Copy out the records below line for line, changing nothing.

(Stored items)

_____

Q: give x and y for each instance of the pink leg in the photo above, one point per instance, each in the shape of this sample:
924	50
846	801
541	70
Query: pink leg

_____

- _Task result_:
Q: give x and y for each instance of the pink leg in the photo above, one point per instance, each in the shape of this sample:
924	50
846	801
541	70
Query: pink leg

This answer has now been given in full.